Written task:
Retype the data below verbatim, preserving every line and character.

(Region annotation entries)
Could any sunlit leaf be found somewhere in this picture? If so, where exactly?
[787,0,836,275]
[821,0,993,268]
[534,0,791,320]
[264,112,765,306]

Solution for this exercise:
Could any sunlit leaf be found somewhere in this picture? If so, where exactly?
[787,0,836,275]
[821,0,993,268]
[534,0,791,320]
[264,112,765,306]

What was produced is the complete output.